● **WHAT YOU NEED TO DO**
1. List the resolution options that the Marvis Actions for Routers page says you can choose after resolving an event.
2. Reproduce the passage of the Marvis Actions for Routers page starting at "During this snooze" and ending at "for router events.".

● **DOCUMENT**
■ ■ ■

Marvis Actions for Routers

Marvis Actions dashboard in Juniper Routing Assurance displays a list of all the events that affect the performance of a router. You can review the events displayed in Marvis Actions and update their statuses. Marvis Actions for Routers currently supports the High CPU and Network Port Flap events.

To view Marvis Actions for Routers, click Marvis > Router.

You can update the status of an event individually or perform a bulk status update for multiple events. Click the Status drop-down list to update the status of an event. An event can have one of the following statuses:

Open─The event has been logged but has not yet been addressed.
In Progress─The event is currently being investigated by a network administrator.
Resolved─The issue associated with the event has been addressed and no further user action is required. After resolving an event, you are prompted to provide additional context on how the event was addressed. The resolution options are:
- Solved using Marvis suggested action─Event resolved based on recommendation from Marvis.
- Solved using another method─You can use the comment box below to describe how the event was resolved.
- A known issue and can be ignored in the future─The event will be snoozed for 60 days.
  
  During this snooze period:
  - The event will not trigger further notifications in Marvis Actions.
  - Instances of the same event during this period will be automatically suppressed.
  - If the event reoccurs after 60 days, it will be treated as a new event and follow the standard Marvis Actions work-flow for router events.
- Incorrectly listed as an issue─The event was determined to be a non-issue or an incorrect alert, requiring no user action.

If the same event occurs multiple times on a router, those occurrences are consolidated into a single event and displayed in Marvis Actions. You can mark the status of an event as In Progress to indicate that an administrator is working on resolving the event. Resolving a specific event will only resolve that occurrence of the event and will not resolve future occurrences of the same event.

Figure 1: Marvis Actions: High CPU

High CPU

Many factors, such as hardware issues, device temperature, high route churn from frequent protocol updates, interface flapping, and other router events can increase CPU utilization on a router. Marvis detects routers that constantly have high CPU utilization and provides detailed information about each high CPU event. This includes the router name, CPU utilization rate, the date and time the event was recorded, the current status of the event, and even the recommended action to resolve the event.

■ ■ ■

● **INFORMATION PROVIDED**
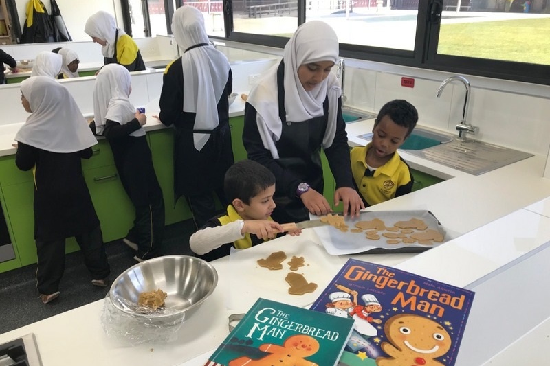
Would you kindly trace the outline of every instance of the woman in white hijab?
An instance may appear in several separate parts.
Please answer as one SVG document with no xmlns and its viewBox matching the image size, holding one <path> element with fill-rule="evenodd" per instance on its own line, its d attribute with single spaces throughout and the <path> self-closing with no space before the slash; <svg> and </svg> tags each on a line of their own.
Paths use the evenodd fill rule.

■ ■ ■

● **OUTPUTS**
1.
- Solved using Marvis suggested action
- Solved using another method
- A known issue and can be ignored in the future
- Incorrectly listed as an issue

2.
During this snooze period:
  - The event will not trigger further notifications in Marvis Actions.
  - Instances of the same event during this period will be automatically suppressed.
  - If the event reoccurs after 60 days, it will be treated as a new event and follow the standard Marvis Actions work-flow for router events.